Exercises:
1. From the passage on appetite and taste changes in cancer care, extract the part that opens with the words containing "Eat your favorite" and closes with "peas, and beans.".
2. Write what comes next in the passage on appetite and taste changes in cancer care, starting right after its last sentence.

Text shown:
--- --- ---

Eat your favorite foods any time of the day; for instance, if you like breakfast foods, you can eat them for dinner.

How can caregivers help with loss of appetite
  • Try giving the patient 6 to 8 small meals and snacks each day.
  • Offer starchy foods, such as bread, pasta, or potatoes, with high-protein foods, such as fish, chicken, meats, turkey, eggs, cheeses, milk, tofu, nuts, peanut butter, yogurt, peas, and beans.
  • Keep cool drinks and juices within the patient’s reach.
  • If the smell of food bothers the patient, serve bland foods cold or at room temperature.
  • Create pleasant settings for meals, and eat with the patient.
  • Offer fruit smoothies, milkshakes, or liquid meals when the patient doesn’t want to eat.
  • Try plastic forks and knives instead of metal if the patient is bothered by bitter or metallic tastes.
  • Don’t blame yourself if the patient refuses food or can’t eat.
  • Be encouraging, but try not to nag or fight about eating.
  • If the patient can’t eat, you might want to offer just your company. Or offer to read to them or give them a massage.
Taste Changes
Certain types of cancer and its treatment can change your senses of taste and smell. Common causes include:
 
  • Certain kinds of tumors in the head and neck area
  • Radiation to the head and neck area
  • Certain kinds of chemotherapy and targeted therapy
  • Mouth sores or dryness due to certain treatments
  • Some medications used to help with side effects or other non-cancer problems
Taste and smell changes can often affect your appetite. They might be described as:
  • Not being able to smell things other people do, or noticing a reduced sense of smell.

--- --- ---

Provided records:

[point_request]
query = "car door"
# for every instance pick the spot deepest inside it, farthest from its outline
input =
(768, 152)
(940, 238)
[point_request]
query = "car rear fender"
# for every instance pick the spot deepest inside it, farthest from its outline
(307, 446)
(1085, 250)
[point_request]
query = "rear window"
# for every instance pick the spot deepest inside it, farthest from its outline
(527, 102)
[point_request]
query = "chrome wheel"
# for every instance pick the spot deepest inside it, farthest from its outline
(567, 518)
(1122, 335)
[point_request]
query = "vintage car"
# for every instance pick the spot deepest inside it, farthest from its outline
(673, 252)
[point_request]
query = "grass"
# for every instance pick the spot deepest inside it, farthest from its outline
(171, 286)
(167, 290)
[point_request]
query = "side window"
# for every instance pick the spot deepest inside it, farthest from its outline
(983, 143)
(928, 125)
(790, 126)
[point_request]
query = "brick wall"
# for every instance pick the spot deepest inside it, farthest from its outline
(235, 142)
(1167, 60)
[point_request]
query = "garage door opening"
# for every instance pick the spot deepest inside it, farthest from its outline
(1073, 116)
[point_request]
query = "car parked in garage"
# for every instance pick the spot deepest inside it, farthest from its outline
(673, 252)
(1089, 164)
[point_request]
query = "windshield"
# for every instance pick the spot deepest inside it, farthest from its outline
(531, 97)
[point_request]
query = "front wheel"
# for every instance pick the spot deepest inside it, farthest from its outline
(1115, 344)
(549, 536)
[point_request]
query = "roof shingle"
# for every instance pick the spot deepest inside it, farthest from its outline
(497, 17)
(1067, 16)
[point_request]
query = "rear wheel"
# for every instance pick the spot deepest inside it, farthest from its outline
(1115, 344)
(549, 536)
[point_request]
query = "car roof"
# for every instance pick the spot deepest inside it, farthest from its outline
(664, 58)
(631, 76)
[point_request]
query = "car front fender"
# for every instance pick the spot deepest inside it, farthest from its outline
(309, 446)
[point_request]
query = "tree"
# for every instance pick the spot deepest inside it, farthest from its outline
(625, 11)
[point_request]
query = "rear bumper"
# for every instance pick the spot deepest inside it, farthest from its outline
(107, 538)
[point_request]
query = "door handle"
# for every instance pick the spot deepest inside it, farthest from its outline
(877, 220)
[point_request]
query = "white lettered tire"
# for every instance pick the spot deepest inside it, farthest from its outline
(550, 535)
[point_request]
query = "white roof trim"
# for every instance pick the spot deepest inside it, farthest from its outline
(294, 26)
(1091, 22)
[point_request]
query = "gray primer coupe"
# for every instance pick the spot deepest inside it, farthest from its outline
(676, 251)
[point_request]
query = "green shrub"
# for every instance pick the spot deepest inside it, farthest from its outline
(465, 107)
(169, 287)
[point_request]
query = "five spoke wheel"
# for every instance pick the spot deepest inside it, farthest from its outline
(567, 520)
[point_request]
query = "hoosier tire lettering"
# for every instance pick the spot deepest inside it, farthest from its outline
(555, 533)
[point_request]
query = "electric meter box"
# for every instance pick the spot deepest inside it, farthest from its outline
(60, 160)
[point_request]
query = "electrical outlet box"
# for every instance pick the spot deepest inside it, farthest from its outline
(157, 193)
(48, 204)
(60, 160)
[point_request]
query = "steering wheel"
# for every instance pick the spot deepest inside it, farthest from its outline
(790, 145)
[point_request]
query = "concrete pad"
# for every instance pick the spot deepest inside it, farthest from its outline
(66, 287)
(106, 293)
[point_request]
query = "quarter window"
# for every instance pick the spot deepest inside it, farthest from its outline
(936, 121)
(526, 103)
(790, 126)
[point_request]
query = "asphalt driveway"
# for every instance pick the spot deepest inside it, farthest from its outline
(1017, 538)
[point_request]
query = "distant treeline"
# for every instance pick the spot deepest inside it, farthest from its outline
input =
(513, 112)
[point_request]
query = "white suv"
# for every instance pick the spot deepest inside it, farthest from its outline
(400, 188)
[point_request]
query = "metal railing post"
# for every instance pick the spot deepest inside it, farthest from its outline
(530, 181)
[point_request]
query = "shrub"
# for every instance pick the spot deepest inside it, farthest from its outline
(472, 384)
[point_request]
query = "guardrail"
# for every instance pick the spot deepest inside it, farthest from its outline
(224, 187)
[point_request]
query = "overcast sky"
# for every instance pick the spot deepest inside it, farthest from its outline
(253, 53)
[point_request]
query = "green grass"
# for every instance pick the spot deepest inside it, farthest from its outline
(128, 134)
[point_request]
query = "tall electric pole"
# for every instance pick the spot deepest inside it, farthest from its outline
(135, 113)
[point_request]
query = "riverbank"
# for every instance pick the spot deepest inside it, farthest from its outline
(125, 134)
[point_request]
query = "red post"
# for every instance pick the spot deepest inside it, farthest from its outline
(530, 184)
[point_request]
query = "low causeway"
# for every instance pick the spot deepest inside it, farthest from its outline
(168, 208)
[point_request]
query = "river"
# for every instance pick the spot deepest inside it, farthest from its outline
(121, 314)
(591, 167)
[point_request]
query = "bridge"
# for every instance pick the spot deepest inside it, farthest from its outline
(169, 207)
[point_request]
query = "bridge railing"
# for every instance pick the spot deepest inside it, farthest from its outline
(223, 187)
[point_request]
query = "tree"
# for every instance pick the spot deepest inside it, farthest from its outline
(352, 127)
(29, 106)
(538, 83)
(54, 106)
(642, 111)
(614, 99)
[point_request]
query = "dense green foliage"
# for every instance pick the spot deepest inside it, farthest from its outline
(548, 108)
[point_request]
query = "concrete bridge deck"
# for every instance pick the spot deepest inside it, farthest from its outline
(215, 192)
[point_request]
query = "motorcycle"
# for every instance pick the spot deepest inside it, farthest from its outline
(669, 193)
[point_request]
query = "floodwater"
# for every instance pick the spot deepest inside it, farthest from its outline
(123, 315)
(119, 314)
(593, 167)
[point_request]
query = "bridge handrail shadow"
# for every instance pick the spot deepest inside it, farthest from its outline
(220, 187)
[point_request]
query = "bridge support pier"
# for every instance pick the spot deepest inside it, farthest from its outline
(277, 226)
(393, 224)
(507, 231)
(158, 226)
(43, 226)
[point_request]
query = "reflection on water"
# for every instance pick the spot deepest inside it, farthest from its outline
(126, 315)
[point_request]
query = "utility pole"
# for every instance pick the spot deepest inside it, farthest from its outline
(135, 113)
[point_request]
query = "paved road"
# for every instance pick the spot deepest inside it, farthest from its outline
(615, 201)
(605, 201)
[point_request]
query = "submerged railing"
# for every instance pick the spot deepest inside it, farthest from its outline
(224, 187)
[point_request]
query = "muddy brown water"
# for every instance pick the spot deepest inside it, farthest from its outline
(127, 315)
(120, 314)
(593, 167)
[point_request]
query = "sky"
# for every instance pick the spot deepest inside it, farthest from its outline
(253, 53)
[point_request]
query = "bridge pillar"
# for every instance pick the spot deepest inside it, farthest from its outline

--- --- ---

Answers to the exercises:
1.
Eat your favorite foods any time of the day; for instance, if you like breakfast foods, you can eat them for dinner.

How can caregivers help with loss of appetite
  • Try giving the patient 6 to 8 small meals and snacks each day.
  • Offer starchy foods, such as bread, pasta, or potatoes, with high-protein foods, such as fish, chicken, meats, turkey, eggs, cheeses, milk, tofu, nuts, peanut butter, yogurt, peas, and beans.

2.
  • Noticing things smell different or certain smells are stronger
  • Having a bitter or metallic taste in the mouth.
  • Food tasting too salty or sweet.
  • Food not having much taste.
Here are some tips to help the patient with taste changes:
 
  • Try using plastic forks, spoons, and knives and glass cups and plates.
  • Try sugar-free lemon drops, gum, or mints.
  • Try fresh or frozen fruits and vegetables instead of canned.
  • Season foods with tart flavors. Use lemon wedges, lemonade, citrus fruits, vinegar, and pickled foods. (If you have a sore mouth or throat, do not do this.)
  • Try flavoring foods with new tastes or spices (onion, garlic, chili powder, basil, oregano, rosemary, tarragon, BBQ sauce, mustard, ketchup, or mint).
  • Counter a salty taste with added sweeteners, a sweet taste with added lemon juice and salt, and a bitter taste with added sweeteners.
  • Rinse your mouth with a baking soda, salt, and water mouthwash before eating to help foods taste better. (Mix 1 teaspoon salt and 1 teaspoon baking soda in 4 cups of water. Shake well before swishing and spitting.)
  • Keep your mouth clean and brush your teeth to help ease bad tastes.
  • Serve foods cold or at room temperature. This can decrease the foods’ tastes and smells, making them easier to tolerate.
  • Freeze fruits like cantaloupe, grapes, oranges, and watermelon, and eat them as frozen treats.
  • Eat fresh vegetables. They may be more tempting than canned or frozen ones.
  • Try marinating meats to make them tender.
  • If red meats taste strange, try other protein-rich foods like chicken, fish, beans or peas, tofu, nuts, seeds, eggs, or cheese.
  • Blend fresh fruits into shakes, ice cream, or yogurt.
To reduce smells, cover beverages and drink through a straw; choose foods that don’t need to be cooked; and avoid eating in rooms that are stuffy or too warm.